The migrant worker’s hardship of sending money back home
By: Callum Denault
Published on: April 14 2023
One billion people are involved with remittances, which are payments of money migrants send to friends and family members in their home countries. According to the International Fund for Agricultural Development, 200 million migrant workers send money back home to 800 million recipients every year. Remittances are typically sent to households with an average of four people living inside them.
Migrants sent home the equivalent of $554 billion USD in 2019, which is triple the amount of money provided by foreign government aid. It is also higher than the sum of all corporate investments in these developing nations. During the onset of the COVID-19 pandemic in 2020, remittances maintained a steady flow even when several nations—including developed countries—struggled economically.
The burden caused by a family relying on income from an overseas relative can cause stress as found by a Filipino study conducted by international payments company UniTellar. Over half of those getting remittances in the Philippines said it impacted the relationship they had with their overseas relatives. 40 per cent of the survey’s respondents also said the anticipation of receiving money caused their families emotional stress. A significant amount of remittances are spent on non-essential luxuries. Poor financial planning creates more problems for the one-fifth of survey respondents who said they regularly run out of money before they receive their next remittance.
____
* _REQUIREMENT 1_:
In the article on remittances, how much money did migrants send home in 2019?
* _REQUIREMENT 2_:
Repeat word for word the part of the article on remittances between "The burden caused" and "their next remittance.", inclusive.

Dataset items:
____
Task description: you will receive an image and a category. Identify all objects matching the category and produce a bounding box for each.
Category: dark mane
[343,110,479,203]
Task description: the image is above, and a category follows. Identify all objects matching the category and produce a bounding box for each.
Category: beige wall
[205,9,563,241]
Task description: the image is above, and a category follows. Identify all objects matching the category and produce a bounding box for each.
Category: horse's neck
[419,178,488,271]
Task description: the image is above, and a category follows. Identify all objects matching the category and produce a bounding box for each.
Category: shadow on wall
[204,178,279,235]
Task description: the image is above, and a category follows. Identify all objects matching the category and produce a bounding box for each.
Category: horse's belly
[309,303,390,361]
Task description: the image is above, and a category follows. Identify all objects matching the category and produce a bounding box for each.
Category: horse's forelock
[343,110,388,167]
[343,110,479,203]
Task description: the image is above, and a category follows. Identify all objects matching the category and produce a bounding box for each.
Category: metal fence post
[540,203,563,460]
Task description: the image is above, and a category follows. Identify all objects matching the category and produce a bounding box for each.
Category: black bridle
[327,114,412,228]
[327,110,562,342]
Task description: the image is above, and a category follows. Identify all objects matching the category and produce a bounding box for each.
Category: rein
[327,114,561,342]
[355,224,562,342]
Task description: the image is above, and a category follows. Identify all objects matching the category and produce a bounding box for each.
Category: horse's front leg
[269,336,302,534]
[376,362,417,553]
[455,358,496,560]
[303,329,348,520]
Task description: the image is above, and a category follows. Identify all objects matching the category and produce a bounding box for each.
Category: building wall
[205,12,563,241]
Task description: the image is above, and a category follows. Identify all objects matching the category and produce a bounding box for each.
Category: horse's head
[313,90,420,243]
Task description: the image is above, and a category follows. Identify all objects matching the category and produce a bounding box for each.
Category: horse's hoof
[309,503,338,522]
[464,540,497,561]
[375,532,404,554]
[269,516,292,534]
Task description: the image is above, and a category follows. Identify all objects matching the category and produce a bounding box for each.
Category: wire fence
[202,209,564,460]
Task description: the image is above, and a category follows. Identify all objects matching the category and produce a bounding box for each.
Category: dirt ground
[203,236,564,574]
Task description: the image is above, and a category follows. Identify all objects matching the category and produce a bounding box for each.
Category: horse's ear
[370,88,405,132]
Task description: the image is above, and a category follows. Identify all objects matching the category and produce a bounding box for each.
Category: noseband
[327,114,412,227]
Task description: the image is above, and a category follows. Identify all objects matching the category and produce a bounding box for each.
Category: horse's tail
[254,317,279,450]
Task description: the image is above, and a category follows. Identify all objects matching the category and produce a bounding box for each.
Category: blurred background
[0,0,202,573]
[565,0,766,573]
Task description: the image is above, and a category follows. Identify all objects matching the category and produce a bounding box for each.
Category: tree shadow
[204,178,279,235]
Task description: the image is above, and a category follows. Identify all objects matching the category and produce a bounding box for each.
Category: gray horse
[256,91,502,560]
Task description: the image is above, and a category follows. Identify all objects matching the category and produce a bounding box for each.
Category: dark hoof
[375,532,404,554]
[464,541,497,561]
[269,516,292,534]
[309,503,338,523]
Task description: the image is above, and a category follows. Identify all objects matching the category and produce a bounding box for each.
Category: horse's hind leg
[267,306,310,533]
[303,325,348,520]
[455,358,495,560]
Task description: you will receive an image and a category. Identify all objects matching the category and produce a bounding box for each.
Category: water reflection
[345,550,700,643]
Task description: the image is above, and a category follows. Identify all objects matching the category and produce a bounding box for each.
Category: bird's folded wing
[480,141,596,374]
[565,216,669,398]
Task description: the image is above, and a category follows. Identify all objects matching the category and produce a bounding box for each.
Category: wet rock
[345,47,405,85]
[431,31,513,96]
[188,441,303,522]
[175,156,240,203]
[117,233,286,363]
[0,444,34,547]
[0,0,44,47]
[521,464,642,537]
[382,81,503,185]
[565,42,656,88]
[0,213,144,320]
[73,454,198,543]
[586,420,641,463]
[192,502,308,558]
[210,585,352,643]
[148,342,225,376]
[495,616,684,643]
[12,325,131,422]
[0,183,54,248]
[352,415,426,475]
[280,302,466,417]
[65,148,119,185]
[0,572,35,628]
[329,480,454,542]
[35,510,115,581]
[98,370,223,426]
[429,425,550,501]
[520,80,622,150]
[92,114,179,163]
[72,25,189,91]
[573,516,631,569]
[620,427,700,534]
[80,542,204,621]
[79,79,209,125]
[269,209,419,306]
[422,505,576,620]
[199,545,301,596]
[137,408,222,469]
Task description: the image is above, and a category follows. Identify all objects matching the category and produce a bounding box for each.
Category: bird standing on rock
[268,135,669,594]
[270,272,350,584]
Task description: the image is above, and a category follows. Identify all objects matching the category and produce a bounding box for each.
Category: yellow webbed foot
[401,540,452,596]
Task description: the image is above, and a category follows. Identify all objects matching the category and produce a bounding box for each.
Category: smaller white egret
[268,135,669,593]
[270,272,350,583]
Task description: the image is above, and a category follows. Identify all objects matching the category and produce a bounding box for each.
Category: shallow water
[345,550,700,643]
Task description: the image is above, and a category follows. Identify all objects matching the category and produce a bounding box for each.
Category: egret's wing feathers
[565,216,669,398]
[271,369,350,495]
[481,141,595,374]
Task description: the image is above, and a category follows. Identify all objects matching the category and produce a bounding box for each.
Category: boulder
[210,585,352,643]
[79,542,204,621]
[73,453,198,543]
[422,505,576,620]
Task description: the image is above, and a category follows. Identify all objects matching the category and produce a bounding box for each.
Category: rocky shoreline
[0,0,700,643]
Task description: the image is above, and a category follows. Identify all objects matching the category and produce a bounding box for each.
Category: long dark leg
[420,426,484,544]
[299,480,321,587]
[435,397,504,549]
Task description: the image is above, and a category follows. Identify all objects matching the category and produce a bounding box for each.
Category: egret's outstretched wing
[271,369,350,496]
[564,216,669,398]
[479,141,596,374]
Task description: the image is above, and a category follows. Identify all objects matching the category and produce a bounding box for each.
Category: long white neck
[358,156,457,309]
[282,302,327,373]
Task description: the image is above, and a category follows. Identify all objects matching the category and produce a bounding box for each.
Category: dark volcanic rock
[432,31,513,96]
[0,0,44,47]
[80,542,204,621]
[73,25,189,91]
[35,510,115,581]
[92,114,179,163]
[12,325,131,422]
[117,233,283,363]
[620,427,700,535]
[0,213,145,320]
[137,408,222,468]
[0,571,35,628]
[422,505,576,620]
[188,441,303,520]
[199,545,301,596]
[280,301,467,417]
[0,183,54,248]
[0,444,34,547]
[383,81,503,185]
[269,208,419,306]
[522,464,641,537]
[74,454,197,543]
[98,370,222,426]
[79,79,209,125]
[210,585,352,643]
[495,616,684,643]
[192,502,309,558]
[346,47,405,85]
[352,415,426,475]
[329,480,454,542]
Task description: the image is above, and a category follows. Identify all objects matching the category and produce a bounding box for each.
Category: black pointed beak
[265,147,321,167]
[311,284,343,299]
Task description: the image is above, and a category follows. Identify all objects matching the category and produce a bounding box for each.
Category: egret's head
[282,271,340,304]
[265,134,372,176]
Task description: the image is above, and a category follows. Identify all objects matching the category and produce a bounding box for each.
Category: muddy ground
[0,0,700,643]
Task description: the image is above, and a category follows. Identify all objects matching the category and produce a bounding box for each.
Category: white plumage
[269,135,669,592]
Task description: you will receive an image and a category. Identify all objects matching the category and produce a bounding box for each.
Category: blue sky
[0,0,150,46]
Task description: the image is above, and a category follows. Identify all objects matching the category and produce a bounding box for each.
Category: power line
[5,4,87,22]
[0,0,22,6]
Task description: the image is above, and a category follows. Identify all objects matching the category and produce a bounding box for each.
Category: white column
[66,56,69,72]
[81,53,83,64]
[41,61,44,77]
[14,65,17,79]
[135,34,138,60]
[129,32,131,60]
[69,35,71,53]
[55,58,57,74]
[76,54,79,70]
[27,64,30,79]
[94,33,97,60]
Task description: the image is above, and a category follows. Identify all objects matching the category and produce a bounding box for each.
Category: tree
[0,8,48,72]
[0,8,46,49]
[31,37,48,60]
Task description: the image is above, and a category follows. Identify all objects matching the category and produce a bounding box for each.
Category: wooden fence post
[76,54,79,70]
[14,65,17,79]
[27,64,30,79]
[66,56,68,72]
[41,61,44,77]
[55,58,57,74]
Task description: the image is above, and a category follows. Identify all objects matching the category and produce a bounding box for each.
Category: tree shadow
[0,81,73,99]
____
* _ANSWER AREA 1_:
The equivalent of $554 billion USD.

* _ANSWER AREA 2_:
The burden caused by a family relying on income from an overseas relative can cause stress as found by a Filipino study conducted by international payments company UniTellar. Over half of those getting remittances in the Philippines said it impacted the relationship they had with their overseas relatives. 40 per cent of the survey’s respondents also said the anticipation of receiving money caused their families emotional stress. A significant amount of remittances are spent on non-essential luxuries. Poor financial planning creates more problems for the one-fifth of survey respondents who said they regularly run out of money before they receive their next remittance.